Tulisan ini aku posting di milis dan cafe deGromiest, karena masalah yang aku angkat ini memang lahir sewaktu aku sedang kumpul-kumpul dengan deGromiest and the gang di acara syukuran lahirnya putra Dian-Hari.
Tulisan ini aku mulai dengan kalimat berikut :
Bagi siapa saja yang kelak ingin punya anak, atau yang sudah punya anak dan nantinya akan menyekolahkan anaknya di TK/SD di Indonesia, ada baiknya menyimak uraian berikut. Semoga bermanfaat.
“Ha ha ha, huehehe…” Si kecil Lala tertawa terbahak-bahak, tapi setelah itu dia diam dan malah bertanya “Bunda, kenapa sih orang-orang pada ngomongin setan?” begitu pertanyaan Lala. Entah mengerti atau tidak dengan pembicaraan kami waktu itu, tapi dia ikut juga tertawa ketika kami sedang menyimak cerita tentang setan. Ya maklumlah, namanya juga anak-anak, kadang suka ikut-ikutan nggak jelas :-) Lalu apa hubungannya pertanyaan Lala dengan masalah menyekolahkan anak?
Malam itu, di sebuah rumah yang nyaman di dekat Hornsmeer, Tuan dan
nyonya rumah sedang mengadakan acara syukuran bagi kelahiran bayi mungil mereka, Dhafin. Tentu saja DeGromiest and the gang menyempatkan hadir di acara tersebut. Setelah menyantap makan malam yang lezat, dan sholat maghrib bergantian, sekelompok ibu-ibu dan juga yang belum berstatus ibu, asyik bercanda ria dan berbagi cerita. Mulai dari cerita tentang penculikan anak yang kian marak di Indonesia, kisah serunya pengalaman mbak Heni waktu dihipnotis, sampai kepada cerita tentang setannya mbak Ponky—yang membuat Yunia panik :-) dan si kecil Lala bingung.
Tak hanya sampai disitu, ada kisah menarik yang disampaikan mbak Diana dan membuat curiousity saya meningkat. “Di Jerman, ada sebuah kasus menarik, seorang anak 5 tahun dari Indonesia yang sudah bisa membaca, ternyata oleh gurunya malah dikatakan bahwa orangtuanya telah melakukan child abuse” begitu kira-kira kisahnya.

Catatan penunjukan
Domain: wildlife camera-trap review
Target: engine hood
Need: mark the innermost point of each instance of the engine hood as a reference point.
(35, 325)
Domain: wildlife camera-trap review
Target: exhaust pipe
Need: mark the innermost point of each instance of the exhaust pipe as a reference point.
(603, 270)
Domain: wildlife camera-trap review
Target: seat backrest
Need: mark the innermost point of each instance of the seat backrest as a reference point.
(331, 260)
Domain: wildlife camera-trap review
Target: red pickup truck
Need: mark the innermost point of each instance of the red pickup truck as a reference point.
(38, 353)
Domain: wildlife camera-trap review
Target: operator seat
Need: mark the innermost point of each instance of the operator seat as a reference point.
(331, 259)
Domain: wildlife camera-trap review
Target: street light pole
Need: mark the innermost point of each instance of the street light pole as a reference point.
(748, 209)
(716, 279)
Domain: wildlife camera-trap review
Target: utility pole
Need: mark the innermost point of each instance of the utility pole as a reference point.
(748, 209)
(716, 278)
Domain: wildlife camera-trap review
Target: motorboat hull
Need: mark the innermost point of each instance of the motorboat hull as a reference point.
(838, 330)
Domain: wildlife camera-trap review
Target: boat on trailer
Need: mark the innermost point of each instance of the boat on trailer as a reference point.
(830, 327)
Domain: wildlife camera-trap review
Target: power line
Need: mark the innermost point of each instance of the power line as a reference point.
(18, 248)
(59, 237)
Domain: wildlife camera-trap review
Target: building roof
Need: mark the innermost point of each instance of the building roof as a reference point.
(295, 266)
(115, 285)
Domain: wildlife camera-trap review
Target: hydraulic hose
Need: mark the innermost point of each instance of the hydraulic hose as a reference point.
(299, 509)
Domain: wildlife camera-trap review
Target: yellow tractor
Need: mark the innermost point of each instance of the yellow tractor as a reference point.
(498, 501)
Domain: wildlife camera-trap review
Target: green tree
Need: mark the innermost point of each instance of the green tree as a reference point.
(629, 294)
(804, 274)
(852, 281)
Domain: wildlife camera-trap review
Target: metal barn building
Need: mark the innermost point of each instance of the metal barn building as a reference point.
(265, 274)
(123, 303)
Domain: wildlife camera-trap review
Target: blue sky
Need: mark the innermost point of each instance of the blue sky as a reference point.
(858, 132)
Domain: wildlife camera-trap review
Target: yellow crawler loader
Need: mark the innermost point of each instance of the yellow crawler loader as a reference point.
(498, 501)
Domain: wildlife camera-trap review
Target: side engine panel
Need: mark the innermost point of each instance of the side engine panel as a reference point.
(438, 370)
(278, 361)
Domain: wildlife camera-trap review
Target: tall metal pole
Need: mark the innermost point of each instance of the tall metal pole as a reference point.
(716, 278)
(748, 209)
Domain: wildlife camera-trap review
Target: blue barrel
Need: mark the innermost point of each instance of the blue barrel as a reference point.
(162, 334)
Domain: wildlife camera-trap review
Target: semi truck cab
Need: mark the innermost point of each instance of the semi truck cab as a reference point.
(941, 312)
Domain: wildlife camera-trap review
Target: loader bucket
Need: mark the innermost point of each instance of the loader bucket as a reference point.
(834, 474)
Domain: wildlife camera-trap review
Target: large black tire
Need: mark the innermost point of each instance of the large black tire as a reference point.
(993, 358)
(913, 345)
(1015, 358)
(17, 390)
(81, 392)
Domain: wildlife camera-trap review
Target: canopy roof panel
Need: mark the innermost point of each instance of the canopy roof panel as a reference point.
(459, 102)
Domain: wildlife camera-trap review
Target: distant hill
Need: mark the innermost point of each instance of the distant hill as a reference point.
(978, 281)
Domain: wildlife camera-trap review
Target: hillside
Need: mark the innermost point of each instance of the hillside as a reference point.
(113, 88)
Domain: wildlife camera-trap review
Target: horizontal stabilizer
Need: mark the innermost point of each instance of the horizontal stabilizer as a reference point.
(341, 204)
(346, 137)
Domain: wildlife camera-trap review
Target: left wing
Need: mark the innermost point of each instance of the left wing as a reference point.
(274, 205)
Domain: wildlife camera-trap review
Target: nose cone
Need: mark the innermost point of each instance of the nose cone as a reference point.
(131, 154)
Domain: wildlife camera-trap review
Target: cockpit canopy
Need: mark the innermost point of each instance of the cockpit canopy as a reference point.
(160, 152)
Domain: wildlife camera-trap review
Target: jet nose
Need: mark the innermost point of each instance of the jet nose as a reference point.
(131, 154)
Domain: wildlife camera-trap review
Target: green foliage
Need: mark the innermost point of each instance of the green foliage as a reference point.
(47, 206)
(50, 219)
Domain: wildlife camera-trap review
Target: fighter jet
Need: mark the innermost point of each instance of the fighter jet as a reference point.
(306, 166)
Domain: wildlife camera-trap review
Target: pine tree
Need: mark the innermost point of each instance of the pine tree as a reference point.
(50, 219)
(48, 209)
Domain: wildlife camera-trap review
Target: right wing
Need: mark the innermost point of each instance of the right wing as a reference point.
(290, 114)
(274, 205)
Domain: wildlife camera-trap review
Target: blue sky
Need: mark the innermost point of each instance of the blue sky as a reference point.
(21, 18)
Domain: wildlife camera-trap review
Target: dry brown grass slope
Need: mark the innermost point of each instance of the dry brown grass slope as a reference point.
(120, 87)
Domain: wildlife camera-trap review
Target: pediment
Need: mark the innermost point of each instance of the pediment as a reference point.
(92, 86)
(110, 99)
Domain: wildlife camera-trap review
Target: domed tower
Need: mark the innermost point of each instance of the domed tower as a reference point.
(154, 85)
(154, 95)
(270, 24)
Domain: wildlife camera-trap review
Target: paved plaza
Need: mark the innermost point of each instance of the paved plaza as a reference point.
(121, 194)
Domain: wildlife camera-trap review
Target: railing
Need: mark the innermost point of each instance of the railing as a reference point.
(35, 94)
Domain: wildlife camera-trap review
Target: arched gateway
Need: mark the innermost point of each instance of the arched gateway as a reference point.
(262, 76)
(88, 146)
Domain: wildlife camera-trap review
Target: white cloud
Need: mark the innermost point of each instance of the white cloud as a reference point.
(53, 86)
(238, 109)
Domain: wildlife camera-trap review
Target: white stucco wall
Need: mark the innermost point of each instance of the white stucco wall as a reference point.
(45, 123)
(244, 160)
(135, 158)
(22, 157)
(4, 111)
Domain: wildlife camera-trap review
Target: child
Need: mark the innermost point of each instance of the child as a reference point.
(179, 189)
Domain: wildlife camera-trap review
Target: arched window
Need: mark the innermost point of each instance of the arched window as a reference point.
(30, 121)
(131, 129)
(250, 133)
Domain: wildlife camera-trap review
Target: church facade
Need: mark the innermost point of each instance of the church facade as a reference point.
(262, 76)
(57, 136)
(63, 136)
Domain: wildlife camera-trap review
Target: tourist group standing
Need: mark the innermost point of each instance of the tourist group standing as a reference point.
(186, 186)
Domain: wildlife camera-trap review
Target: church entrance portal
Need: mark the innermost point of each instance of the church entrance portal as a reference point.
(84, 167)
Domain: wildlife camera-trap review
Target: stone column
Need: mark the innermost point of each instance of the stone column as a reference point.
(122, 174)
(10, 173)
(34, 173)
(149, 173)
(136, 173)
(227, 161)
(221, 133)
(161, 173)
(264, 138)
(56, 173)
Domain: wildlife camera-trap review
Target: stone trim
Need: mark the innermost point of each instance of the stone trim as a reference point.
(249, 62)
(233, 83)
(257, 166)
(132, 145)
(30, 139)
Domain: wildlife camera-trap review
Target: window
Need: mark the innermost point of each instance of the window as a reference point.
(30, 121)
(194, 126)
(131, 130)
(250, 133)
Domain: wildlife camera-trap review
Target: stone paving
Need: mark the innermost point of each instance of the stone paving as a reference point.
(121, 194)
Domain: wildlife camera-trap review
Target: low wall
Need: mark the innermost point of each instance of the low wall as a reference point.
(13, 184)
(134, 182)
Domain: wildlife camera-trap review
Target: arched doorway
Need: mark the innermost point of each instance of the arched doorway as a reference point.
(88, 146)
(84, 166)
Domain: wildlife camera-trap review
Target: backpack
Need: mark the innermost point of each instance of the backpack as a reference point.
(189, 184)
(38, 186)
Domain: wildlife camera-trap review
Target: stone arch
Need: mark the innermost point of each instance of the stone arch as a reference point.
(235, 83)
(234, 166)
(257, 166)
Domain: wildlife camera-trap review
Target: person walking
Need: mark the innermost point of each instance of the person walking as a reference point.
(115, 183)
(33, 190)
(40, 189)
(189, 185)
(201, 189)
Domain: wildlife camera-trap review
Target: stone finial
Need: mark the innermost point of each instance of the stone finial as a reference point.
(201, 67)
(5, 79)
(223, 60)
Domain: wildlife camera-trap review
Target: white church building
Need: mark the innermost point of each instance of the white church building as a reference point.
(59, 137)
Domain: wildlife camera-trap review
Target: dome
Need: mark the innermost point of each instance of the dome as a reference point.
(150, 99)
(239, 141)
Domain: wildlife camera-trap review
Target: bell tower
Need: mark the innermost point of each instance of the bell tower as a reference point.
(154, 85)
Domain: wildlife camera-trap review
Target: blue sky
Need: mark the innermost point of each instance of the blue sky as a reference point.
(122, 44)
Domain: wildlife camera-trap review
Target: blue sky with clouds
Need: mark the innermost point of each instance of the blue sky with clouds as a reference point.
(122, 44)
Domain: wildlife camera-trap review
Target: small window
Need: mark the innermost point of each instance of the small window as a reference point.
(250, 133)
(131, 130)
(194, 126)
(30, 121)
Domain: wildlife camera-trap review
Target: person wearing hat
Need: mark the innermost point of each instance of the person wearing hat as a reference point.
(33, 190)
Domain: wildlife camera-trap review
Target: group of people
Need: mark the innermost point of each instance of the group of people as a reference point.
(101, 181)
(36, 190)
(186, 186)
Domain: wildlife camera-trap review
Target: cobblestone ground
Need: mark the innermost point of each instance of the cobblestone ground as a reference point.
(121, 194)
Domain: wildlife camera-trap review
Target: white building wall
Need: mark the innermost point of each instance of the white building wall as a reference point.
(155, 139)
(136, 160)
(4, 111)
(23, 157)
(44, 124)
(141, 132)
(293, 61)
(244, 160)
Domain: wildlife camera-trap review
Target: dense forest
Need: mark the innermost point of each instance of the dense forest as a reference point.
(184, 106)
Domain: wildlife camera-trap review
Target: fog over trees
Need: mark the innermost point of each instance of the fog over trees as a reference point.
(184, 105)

TUGAS ANDA >>
a: Persingkat paragraf dalam teks bacaan yang diawali "Tak hanya sampai disitu" tanpa menghilangkan fakta pokoknya.
b: Tuliskan bagian teks bacaan yang dimulai pada kata-kata "Tulisan ini aku mulai" dan berakhir setelah "masalah menyekolahkan anak?". Jangan mengubah apa pun.

HASIL >>
a: Mbak Diana menyampaikan kisah yang membuat rasa ingin tahu penulis bertambah. Di Jerman, ada seorang anak Indonesia berusia 5 tahun yang sudah bisa membaca. Gurunya justru mengatakan bahwa orang tua anak itu telah melakukan child abuse.

b:
Tulisan ini aku mulai dengan kalimat berikut :
Bagi siapa saja yang kelak ingin punya anak, atau yang sudah punya anak dan nantinya akan menyekolahkan anaknya di TK/SD di Indonesia, ada baiknya menyimak uraian berikut. Semoga bermanfaat.
“Ha ha ha, huehehe…” Si kecil Lala tertawa terbahak-bahak, tapi setelah itu dia diam dan malah bertanya “Bunda, kenapa sih orang-orang pada ngomongin setan?” begitu pertanyaan Lala. Entah mengerti atau tidak dengan pembicaraan kami waktu itu, tapi dia ikut juga tertawa ketika kami sedang menyimak cerita tentang setan. Ya maklumlah, namanya juga anak-anak, kadang suka ikut-ikutan nggak jelas :-) Lalu apa hubungannya pertanyaan Lala dengan masalah menyekolahkan anak?